** START Supplied material **

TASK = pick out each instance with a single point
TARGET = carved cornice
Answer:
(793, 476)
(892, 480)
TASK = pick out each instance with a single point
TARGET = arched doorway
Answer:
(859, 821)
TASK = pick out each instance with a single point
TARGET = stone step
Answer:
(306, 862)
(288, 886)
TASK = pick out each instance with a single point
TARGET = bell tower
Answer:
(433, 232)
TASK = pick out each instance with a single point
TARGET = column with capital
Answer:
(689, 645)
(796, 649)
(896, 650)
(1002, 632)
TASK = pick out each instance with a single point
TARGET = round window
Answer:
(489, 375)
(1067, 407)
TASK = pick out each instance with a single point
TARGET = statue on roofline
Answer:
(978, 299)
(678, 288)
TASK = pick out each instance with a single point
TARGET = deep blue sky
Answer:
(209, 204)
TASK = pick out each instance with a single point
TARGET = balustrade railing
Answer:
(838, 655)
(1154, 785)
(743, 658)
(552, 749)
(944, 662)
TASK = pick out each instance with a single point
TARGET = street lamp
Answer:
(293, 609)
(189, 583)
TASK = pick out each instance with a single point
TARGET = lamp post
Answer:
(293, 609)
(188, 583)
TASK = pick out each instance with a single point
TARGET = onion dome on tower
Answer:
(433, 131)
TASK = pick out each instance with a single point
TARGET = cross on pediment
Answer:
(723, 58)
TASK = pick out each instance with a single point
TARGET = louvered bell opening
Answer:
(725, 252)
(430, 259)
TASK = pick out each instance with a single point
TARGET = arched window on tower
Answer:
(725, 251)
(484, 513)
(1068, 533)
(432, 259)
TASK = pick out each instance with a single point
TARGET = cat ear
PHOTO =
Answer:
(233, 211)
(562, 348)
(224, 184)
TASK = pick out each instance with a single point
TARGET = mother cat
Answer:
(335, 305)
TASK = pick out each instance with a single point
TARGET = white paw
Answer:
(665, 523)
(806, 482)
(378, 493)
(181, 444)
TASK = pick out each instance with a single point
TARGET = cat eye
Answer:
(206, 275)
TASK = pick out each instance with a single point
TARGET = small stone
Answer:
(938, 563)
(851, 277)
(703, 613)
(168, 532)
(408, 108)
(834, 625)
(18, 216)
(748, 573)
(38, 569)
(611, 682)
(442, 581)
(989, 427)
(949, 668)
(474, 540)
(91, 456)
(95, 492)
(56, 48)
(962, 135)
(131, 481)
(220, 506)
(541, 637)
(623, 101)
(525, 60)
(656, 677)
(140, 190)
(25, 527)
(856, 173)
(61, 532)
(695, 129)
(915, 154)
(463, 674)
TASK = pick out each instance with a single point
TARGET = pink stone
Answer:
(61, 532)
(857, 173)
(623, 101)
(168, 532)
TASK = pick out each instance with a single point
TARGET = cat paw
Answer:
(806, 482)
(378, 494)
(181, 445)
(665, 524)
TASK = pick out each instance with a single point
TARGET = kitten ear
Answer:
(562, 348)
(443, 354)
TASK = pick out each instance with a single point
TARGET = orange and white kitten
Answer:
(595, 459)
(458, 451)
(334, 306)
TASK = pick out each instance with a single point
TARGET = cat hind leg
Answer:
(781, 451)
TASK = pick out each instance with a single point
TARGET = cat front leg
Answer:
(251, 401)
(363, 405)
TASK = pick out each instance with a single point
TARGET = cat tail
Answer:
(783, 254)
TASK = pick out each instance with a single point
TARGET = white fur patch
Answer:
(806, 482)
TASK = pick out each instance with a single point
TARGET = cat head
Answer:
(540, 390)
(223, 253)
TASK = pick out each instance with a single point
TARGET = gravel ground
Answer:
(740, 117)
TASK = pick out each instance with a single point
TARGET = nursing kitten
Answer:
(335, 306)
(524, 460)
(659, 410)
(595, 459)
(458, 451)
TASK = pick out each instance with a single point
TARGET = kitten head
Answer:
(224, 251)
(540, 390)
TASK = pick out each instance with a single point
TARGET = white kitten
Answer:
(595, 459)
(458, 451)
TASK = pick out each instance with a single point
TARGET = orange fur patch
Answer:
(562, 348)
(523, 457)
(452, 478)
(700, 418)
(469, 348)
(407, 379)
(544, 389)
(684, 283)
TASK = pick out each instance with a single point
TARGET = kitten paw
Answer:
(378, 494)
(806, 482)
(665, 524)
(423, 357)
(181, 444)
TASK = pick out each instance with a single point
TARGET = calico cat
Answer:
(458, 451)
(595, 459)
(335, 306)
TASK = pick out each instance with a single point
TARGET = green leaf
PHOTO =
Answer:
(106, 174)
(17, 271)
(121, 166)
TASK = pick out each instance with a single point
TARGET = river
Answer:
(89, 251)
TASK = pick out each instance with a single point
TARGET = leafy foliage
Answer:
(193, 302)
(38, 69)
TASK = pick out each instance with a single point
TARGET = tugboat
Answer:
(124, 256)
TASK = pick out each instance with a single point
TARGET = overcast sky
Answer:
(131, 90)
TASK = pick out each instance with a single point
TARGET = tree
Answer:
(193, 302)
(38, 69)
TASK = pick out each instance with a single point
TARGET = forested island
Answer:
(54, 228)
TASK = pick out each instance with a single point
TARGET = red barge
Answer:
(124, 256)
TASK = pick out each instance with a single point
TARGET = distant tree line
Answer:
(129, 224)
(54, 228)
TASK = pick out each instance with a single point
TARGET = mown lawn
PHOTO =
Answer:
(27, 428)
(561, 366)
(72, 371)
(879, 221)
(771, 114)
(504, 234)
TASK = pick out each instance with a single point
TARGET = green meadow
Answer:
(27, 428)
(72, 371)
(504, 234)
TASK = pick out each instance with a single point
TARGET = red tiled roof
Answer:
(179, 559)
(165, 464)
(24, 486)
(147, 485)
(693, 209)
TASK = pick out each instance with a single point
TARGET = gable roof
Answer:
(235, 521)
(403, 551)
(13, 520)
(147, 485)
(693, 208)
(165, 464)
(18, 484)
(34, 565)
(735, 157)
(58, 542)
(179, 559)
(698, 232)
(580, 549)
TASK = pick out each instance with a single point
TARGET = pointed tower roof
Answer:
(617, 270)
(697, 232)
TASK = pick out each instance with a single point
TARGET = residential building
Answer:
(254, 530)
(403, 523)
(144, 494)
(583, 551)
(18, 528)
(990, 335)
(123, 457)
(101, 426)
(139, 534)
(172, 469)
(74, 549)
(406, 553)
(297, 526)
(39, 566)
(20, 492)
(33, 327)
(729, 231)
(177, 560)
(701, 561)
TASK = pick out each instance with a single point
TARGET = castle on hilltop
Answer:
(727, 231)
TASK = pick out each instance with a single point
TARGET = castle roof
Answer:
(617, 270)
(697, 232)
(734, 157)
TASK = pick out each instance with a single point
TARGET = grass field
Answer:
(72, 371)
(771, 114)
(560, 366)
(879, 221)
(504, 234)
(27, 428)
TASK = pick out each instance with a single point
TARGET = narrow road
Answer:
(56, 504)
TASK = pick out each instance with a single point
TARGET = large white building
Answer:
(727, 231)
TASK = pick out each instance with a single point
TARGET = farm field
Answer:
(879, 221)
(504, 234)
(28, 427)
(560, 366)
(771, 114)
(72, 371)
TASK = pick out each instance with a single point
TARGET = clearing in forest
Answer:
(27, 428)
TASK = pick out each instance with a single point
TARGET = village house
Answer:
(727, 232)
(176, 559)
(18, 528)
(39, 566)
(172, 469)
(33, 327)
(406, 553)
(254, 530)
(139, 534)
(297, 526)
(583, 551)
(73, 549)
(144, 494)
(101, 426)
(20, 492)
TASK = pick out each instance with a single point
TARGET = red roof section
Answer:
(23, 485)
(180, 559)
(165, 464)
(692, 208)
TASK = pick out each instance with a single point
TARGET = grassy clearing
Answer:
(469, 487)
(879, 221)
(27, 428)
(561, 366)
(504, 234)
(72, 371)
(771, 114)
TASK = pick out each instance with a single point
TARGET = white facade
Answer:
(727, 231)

** END Supplied material **

### Task to carry out
Pull out every line of the listing that contains the string "building", where case counts.

### Result for this exercise
TARGET = residential building
TARGET = large white building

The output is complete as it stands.